(Selected passage)

# pitbull in heat?



## sparky38351 (Jan 19, 2010)

Is it possible for a dog to be in heat without any bleeding or discharge? My female pit is swollen "down there" and sleepy a lot. She is also lactating? We just got the female 5 days ago and they didn't tell us a lot about her. My male is also acting insane and uncontrollable. Could she be in heat?


----------



## Dog_Shrink (Sep 29, 2009)

She could absolutely be in heat (or pregnant if she's lactating). Females can lactate during the end (or following) of their heat cycle due to a hormone imbalance (usually progesterone), and often this leads to a false pregnancy. Is this her first heat that you know of? There are 3 stages of estrus in dogs, pre-estrus (the first 2 weeks) active estrus where you actually see the bleeding (middle 2 weeks) and post estrus, where everything goes back to normal (last 2 weeks.). During the pre-estrus phase a dog will experience mucous discharge, hormone changes, swollen nipples, swollen vulva etc. You will start seeing your male act differently during this stage as well... once she gets into active estrus he will go NUTS wanting to breed and I have seen a dane chew thru a solid wood door to get to a female in heat. If your male isn't fixed I would get him fixewd (or her but it'll cost you more to spay a female during her heat cycle but well worth it). 

Please please please keep them apart and monitored at ALL times.


----------



## pittsabowawa (Jul 26, 2009)

Ditto what DS said.. PLEASE keep them apart. If you crate them do so in separate rooms with the door closed don't let them play together unsupervised, etc etc.


----------



## sparky38351 (Jan 19, 2010)

Ok, thank you. The male is my first love, so it really breaks my heart to see him acting like this! The female dog is so gentle and loveable that I cant bear to see my baby beating her up either!

Thanks for the tips on keeping them in seperate rooms while crated. I am planning on moving his crate later today.

We were planning to breed them one time and then have them fixed, but I just dont know if my nerves can take this out of my baby!

We just recently got her on Saturday. The previous owners said that she had never had puppy's while they had her for the last year but it's pretty obvious from the saggy boobs that she has had pups before.

I made a vet appt with the female today for her vaccinations and to have a good checkup done. I am hoping they can give me some solid answers.


----------



## sparky38351 (Jan 19, 2010)

Oh...funny thing is, the male isn't trying to mount her. He just all of a sudden started nipping and biting at her and jumping on her today.


----------



## Tankstar (Dec 30, 2006)

why are you going o breed them?

What paper do theyhave?
wat titles have they won?
how has their OFA scores came back?
what are you breeding for?


----------



## Independent George (Mar 26, 2009)

sparky38351 said:


> We were planning to breed them one time and then have them fixed, but I just dont know if my nerves can take this out of my baby!

(End Selected passage)
(Information)

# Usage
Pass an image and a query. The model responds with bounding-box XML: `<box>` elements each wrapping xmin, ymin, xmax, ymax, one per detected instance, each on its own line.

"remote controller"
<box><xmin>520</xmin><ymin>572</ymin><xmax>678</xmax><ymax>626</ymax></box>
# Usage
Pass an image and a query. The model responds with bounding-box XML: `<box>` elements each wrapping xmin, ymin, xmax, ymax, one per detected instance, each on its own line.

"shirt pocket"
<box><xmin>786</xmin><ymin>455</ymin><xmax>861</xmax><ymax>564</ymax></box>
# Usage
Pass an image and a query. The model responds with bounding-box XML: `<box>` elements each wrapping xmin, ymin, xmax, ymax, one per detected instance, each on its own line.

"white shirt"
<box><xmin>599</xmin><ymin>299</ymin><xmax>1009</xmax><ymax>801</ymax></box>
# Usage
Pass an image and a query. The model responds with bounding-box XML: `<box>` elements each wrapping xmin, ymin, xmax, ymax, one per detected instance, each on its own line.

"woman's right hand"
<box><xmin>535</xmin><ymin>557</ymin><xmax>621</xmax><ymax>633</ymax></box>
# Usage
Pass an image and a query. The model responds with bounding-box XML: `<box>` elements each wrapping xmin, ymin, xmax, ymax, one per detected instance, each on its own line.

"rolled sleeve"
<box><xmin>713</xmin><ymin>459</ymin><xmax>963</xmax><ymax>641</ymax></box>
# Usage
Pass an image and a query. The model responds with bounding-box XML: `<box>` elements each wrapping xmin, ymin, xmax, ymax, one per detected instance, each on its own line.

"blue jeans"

(End Information)

[Requirement 1]:
In the thread about the pit bull in heat, what does one poster say a Dane did to get to a female in heat?
[Requirement 2]:
Please resume the pit bull heat thread after its last line, with Independent George's reply to the quoted post.

[Reply 1]:
It chewed through a solid wood door.

[Reply 2]:
Let the avalanche begin...


----------



## zimandtakandgrrandmimi (May 8, 2008)

please do not breed. if you want pit bull puppies go to your shelter and put your name down to foster any pregnant pit bulls that come in. it wont take long. there are thousands of them out there. literally.

breeding responsibly is serious serious business. breeding pit bulls responsibly is a life's work.

you start by learning EVERYTHING here: http://apbtconformation.com/

then you show your dogs. train them in competition obedience, weight pull, agility, tracking and as many other venues. You keep trialing them until they win or you retire them and choose another prospect.

you have them OFA scored and PennHipped to minimize chances of breeding dysplastic dogs. you have them put through every health evaluation you can find. 

You also work them. Therapy Dog certification. Search and Rescue work. Service Dog training. even herding.(yes there are in fact pit bulls with herding titles) 

you have them tested for brucellosis and other canine diseases.

you learn how to hand rear a litter. Learn intimately the stages of puppy development and what you need to do to raise well socialized and stable dogs

you learn pit bull history. You learn the bloodlines. You work in rescue and with serious pit bull fanciers. you spend as much time as you can with as many pit bulls as you can to learn to understand what this breed is and what ACTUALLY makes a breeding worthy dog as opposed to what you THINK makes a breeding worthy dog. it isnt cuteness or how much you love them. you learn to judge your dogs from an objective point of view.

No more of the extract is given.